··· EXERCISE INPUT
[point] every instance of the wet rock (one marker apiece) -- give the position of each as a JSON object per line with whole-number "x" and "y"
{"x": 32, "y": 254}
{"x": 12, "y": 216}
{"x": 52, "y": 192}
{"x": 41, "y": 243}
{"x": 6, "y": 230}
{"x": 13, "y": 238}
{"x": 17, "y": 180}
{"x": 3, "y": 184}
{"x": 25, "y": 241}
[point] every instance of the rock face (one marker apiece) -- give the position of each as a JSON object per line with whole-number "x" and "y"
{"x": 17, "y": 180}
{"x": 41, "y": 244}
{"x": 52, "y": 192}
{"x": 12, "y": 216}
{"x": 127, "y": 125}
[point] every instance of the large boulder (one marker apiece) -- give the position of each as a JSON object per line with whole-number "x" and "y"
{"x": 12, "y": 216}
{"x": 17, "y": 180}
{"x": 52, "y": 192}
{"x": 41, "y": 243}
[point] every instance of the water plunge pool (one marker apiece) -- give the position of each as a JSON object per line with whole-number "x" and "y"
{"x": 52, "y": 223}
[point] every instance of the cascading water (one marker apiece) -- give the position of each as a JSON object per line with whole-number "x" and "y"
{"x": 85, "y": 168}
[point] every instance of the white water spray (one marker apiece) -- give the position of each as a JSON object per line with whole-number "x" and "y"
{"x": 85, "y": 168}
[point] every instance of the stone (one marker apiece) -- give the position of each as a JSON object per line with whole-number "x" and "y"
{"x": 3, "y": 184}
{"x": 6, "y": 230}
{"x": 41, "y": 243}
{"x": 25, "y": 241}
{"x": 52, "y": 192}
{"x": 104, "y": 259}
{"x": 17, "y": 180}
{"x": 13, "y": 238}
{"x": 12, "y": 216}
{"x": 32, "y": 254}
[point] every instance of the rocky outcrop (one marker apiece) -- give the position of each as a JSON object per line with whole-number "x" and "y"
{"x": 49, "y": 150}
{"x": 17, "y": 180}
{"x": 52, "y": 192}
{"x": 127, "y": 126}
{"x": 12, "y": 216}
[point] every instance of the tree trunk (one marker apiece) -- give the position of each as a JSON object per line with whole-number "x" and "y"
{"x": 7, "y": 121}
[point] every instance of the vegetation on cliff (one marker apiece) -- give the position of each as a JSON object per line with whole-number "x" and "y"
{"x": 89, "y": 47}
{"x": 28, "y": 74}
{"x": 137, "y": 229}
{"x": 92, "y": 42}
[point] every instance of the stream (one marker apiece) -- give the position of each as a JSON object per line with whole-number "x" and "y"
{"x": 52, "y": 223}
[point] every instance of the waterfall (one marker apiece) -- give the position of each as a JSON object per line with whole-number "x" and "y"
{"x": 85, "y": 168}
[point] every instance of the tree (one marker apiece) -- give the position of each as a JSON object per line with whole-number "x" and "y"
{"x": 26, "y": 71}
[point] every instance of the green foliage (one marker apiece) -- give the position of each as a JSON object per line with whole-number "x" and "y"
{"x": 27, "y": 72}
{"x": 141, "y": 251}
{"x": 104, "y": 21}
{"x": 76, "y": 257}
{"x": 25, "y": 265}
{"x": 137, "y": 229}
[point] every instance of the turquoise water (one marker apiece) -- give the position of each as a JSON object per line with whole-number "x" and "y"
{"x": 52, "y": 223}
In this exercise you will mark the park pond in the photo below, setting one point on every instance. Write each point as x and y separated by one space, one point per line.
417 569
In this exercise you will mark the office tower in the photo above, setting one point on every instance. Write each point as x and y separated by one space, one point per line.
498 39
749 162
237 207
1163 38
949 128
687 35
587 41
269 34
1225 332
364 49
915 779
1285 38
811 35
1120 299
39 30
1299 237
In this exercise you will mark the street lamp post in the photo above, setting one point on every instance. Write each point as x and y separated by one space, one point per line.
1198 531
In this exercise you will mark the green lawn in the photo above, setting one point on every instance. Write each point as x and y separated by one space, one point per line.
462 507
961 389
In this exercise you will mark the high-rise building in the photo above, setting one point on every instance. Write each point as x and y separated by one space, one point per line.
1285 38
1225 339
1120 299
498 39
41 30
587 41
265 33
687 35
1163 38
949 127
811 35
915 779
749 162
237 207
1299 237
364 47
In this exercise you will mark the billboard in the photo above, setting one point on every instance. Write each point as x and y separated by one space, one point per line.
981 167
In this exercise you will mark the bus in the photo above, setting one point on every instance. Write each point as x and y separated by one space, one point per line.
······
* [AIM OF THE TASK]
Please reproduce the full listing above verbatim, from its first line to its last.

* [THE SOLUTION]
[point] every instance of the wet rock (one marker apiece) -- give the position of each as a JSON object per line with whole-number "x" and "y"
{"x": 32, "y": 254}
{"x": 12, "y": 216}
{"x": 52, "y": 192}
{"x": 41, "y": 243}
{"x": 6, "y": 230}
{"x": 13, "y": 238}
{"x": 17, "y": 180}
{"x": 3, "y": 184}
{"x": 25, "y": 241}
[point] every instance of the rock face (one marker apiece) -- give the position of each as a JSON object per line with whole-number "x" and "y"
{"x": 17, "y": 180}
{"x": 41, "y": 244}
{"x": 52, "y": 192}
{"x": 12, "y": 216}
{"x": 127, "y": 125}
[point] every instance of the large boulder (one marker apiece) -- give the position of each as a JSON object per line with whole-number "x" and "y"
{"x": 12, "y": 216}
{"x": 17, "y": 180}
{"x": 52, "y": 192}
{"x": 41, "y": 243}
[point] every instance of the water plunge pool (one marker apiece) -- give the position of each as a JSON object per line with whole-number "x" and "y"
{"x": 52, "y": 223}
[point] every instance of the cascading water (one marker apiece) -- give the position of each as a JSON object per line with whole-number "x" and "y"
{"x": 85, "y": 168}
[point] every instance of the white water spray (one marker apiece) -- give the position of each as a JSON object per line with whole-number "x" and "y"
{"x": 85, "y": 168}
[point] every instance of the stone (one marker apiece) -- give the position of each as a JSON object per line with whole-number "x" and "y"
{"x": 3, "y": 184}
{"x": 6, "y": 230}
{"x": 41, "y": 243}
{"x": 25, "y": 241}
{"x": 52, "y": 192}
{"x": 104, "y": 259}
{"x": 17, "y": 180}
{"x": 13, "y": 238}
{"x": 12, "y": 216}
{"x": 32, "y": 254}
[point] every instance of the rocky outcrop (one marker apiece) -- give the position of each as a JSON object per line with whole-number "x" and "y"
{"x": 49, "y": 150}
{"x": 17, "y": 180}
{"x": 52, "y": 192}
{"x": 127, "y": 126}
{"x": 12, "y": 216}
[point] every instance of the tree trunk (one marker apiece) -- give the position of each as a JSON object per line with whole-number "x" and "y"
{"x": 7, "y": 121}
[point] every instance of the vegetation on cliff (one marker apiece) -- give the position of each as a JSON object per line with whole-number "x" and "y"
{"x": 89, "y": 47}
{"x": 28, "y": 74}
{"x": 137, "y": 229}
{"x": 92, "y": 42}
[point] every instance of the stream (one marker apiece) -- give the position of each as a JSON object per line with whole-number "x" and "y"
{"x": 52, "y": 223}
[point] every instance of the waterfall (one marker apiece) -- give the position of each as a JSON object per line with whole-number "x" and "y"
{"x": 85, "y": 168}
[point] every instance of the tree (one marker apiece) -- give the position of each as a JSON object per line with whole-number "x" and "y"
{"x": 26, "y": 71}
[point] every instance of the green foliage (one marker apiece) -- give the position of each as a JSON object per line with whole-number "x" and "y"
{"x": 27, "y": 72}
{"x": 141, "y": 251}
{"x": 104, "y": 21}
{"x": 76, "y": 257}
{"x": 25, "y": 265}
{"x": 137, "y": 229}
[point] every instance of the turquoise water (one marker apiece) -- give the position of each as a JSON object per line with whole-number "x" and "y"
{"x": 52, "y": 223}
In this exercise you will mark the park pond in the photo below, setting one point on every instance. Write each point as x and y separated by one space, one point per line.
417 569
In this exercise you will mark the office tower in the photo above, setting one point on every instance. Write each point as x and y separated by one space, one point per line.
498 39
749 162
237 207
1163 38
949 128
687 35
587 41
269 34
1225 332
364 49
915 779
1285 38
811 35
1120 299
39 30
1299 237
In this exercise you will mark the street lamp post in the photo above, setting one point on every instance. Write each point as x and y separated by one space, one point per line.
1198 531
In this exercise you will mark the green lawn in the photo above, setting one point on every instance. Write each point as x and y separated by one space, one point per line.
462 507
961 389
In this exercise you will mark the high-rise building in the photo above, setting one point on every instance. Write each point as x and y separated by one space, one point per line.
1285 38
1225 339
1120 299
498 39
41 30
587 41
265 33
687 35
1163 38
949 127
811 35
915 779
749 162
237 207
1299 237
364 47
In this exercise you will mark the billboard in the photo above, setting one point on every instance. Write each point as x and y separated by one space, one point per line.
981 167
In this exercise you will mark the bus in the photo above, setting one point on every instance. Write each point as x and y separated by one space, one point per line.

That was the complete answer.